▸ **Exercise instructions**: Please format part of the data below as a JSON list of strings, one string per line, leaving out blank lines. Begin at the line that contains "Indicate the futsal" and stop after the line that contains "the player's leg".

++++++++++

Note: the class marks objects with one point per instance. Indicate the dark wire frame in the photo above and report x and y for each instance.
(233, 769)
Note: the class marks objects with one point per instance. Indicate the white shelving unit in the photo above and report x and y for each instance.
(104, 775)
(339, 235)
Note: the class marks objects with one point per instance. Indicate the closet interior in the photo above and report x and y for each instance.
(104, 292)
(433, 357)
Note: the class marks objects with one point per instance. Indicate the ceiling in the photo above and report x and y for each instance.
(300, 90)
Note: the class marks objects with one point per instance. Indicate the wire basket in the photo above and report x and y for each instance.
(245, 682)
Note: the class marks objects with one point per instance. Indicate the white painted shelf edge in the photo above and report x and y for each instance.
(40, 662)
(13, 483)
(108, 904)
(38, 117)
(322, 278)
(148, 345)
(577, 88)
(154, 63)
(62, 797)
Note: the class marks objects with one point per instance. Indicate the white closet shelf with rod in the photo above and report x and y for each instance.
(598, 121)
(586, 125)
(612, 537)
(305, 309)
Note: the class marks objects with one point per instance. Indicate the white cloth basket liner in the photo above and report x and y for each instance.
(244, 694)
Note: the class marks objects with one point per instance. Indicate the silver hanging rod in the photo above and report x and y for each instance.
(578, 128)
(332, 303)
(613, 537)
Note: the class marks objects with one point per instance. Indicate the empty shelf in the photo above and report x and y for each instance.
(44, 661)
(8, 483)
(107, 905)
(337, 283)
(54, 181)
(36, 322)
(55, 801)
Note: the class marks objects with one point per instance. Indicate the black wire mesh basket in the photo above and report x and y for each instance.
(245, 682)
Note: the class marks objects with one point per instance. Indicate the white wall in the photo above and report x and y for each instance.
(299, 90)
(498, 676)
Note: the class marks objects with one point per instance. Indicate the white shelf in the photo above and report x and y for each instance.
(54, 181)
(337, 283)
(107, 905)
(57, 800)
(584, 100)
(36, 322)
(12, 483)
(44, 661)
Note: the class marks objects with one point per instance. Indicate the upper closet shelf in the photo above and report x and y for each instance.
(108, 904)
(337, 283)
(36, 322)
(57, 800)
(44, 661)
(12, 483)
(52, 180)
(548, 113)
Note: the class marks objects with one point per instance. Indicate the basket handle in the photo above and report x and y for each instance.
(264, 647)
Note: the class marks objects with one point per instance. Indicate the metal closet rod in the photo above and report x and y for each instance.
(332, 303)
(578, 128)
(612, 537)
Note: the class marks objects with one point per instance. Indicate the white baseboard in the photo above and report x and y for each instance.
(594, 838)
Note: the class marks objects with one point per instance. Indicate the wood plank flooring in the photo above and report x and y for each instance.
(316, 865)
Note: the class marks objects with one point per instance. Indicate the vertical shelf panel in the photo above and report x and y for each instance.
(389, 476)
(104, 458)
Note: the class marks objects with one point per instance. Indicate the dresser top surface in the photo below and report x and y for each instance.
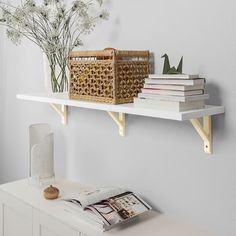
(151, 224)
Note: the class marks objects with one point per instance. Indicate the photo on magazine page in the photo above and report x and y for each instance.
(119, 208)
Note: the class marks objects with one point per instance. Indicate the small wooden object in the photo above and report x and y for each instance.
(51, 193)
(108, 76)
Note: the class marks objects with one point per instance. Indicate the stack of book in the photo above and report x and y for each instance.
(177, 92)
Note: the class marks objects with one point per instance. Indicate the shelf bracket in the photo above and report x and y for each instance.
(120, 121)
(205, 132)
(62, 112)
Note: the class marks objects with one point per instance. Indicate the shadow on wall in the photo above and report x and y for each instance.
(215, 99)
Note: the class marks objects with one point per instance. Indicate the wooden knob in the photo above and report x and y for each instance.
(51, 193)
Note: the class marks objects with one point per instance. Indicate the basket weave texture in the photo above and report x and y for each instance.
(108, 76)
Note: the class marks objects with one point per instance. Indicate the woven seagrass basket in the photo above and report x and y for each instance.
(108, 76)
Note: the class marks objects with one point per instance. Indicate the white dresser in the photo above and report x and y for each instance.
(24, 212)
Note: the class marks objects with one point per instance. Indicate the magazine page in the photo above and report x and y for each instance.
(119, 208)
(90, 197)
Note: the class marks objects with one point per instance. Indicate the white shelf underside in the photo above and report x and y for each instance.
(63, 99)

++++++++++

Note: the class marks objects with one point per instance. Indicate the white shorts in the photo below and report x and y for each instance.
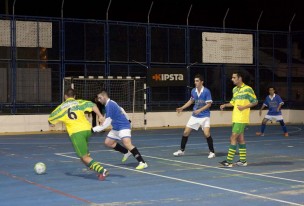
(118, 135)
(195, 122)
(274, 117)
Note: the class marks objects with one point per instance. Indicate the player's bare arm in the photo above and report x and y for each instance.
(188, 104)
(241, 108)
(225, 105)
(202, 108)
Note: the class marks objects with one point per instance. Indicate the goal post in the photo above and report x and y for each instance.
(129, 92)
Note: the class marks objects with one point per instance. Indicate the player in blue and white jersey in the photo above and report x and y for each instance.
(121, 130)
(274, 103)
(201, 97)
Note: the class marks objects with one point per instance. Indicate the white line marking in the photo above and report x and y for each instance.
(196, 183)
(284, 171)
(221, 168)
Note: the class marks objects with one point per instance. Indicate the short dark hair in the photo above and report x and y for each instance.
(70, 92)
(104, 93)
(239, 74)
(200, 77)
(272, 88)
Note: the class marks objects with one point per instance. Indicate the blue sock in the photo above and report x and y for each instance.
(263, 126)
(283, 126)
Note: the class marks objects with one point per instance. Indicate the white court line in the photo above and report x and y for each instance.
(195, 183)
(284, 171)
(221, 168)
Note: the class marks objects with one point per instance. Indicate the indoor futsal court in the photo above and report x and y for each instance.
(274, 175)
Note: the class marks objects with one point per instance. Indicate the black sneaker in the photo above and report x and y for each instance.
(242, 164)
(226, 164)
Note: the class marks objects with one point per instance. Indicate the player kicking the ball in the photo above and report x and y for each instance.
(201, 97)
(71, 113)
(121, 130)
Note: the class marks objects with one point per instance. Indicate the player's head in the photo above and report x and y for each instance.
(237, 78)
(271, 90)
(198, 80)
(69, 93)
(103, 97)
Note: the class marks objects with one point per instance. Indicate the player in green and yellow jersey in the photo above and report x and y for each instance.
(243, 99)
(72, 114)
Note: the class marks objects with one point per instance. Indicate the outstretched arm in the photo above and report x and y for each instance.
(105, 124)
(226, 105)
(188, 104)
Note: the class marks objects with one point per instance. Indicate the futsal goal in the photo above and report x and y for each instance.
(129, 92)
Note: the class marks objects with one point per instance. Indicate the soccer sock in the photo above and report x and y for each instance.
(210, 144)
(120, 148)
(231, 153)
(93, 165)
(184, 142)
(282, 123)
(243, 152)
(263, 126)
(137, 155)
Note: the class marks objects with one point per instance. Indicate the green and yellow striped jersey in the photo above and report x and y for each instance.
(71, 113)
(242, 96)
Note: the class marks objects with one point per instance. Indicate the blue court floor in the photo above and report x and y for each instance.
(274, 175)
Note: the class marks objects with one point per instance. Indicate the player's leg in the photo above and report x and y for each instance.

++++++++++

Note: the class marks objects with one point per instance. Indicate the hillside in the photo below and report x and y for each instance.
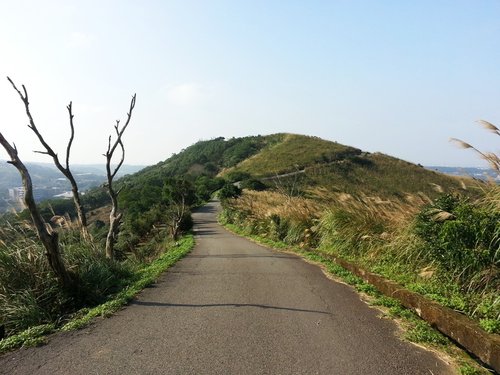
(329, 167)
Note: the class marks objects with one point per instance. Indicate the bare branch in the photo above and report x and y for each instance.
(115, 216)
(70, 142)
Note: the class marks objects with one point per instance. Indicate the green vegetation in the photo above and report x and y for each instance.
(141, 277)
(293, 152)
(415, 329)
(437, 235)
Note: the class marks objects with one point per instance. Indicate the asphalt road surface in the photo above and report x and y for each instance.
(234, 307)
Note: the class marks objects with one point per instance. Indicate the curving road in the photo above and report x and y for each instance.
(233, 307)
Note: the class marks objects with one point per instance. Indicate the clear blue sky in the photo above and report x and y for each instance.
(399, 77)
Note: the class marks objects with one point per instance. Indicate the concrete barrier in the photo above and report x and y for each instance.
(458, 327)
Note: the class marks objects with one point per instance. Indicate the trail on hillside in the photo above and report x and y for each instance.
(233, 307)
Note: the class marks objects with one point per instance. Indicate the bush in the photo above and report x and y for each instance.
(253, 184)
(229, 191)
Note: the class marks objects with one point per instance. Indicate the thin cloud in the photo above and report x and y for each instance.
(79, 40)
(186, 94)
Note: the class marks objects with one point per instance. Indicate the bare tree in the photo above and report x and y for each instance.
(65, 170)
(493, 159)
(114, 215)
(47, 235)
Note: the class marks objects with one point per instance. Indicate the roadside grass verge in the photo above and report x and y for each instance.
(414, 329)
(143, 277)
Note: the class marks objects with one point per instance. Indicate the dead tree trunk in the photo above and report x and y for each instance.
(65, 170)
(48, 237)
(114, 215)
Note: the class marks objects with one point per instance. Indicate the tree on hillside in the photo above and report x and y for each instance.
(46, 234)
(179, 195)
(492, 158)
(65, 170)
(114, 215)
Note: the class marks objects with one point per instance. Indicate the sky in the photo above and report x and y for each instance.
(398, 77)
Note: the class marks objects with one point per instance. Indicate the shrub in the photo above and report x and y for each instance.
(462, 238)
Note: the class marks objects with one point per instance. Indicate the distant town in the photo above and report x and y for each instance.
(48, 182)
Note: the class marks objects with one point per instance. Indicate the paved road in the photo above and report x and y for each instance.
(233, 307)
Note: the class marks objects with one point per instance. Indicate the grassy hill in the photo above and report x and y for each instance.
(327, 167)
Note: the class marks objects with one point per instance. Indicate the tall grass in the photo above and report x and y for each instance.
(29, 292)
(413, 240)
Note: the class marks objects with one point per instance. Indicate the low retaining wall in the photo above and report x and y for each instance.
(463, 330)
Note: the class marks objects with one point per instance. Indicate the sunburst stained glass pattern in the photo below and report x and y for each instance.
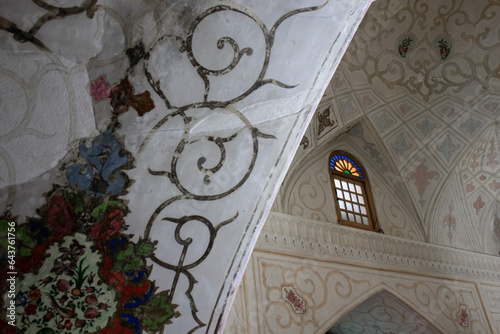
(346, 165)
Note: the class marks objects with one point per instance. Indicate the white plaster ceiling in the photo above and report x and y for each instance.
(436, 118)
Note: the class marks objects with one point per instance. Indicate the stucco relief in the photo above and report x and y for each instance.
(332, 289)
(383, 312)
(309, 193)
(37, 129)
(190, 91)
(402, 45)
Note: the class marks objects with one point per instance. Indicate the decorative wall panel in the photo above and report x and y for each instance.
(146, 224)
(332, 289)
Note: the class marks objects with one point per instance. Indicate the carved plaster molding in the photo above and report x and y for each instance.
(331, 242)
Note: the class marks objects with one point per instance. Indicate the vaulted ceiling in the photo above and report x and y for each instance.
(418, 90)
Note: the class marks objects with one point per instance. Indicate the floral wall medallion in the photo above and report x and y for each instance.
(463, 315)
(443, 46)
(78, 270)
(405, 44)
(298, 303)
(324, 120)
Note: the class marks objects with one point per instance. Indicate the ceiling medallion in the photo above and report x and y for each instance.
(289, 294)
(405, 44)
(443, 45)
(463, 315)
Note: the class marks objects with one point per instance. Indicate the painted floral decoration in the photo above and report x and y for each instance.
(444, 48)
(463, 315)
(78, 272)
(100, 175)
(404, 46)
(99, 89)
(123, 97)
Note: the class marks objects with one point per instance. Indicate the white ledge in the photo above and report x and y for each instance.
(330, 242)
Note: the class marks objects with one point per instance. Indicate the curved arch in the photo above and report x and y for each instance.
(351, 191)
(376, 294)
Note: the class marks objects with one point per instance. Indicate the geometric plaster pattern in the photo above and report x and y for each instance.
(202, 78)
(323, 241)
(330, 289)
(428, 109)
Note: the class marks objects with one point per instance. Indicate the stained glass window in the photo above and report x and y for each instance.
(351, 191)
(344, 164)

++++++++++

▸ **Correct response**:
[
  "Note: the class marks objects with one point per instance. Indicate the futsal goal in the photo above and report x and y for each instance.",
  "(129, 92)",
  "Note: the class marks objects with one point per instance. Indicate the soccer sock in the photo above and report x and y for each instance.",
  "(210, 144)",
  "(120, 148)",
  "(231, 153)",
  "(93, 165)",
  "(184, 142)",
  "(282, 123)",
  "(243, 152)",
  "(263, 126)",
  "(137, 155)",
  "Note: the class marks objects with one point per instance. Indicate the green and yellow striped jersey in the photo above and report x and y for each instance.",
  "(71, 113)",
  "(242, 96)",
  "Note: the class marks objects with one point per instance. Indicate the blue court floor in the photo above and report x and y for each instance.",
  "(274, 175)",
  "Note: the class marks objects with one point per instance. Indicate the player's leg in the photo above and report x and y for each instance."
]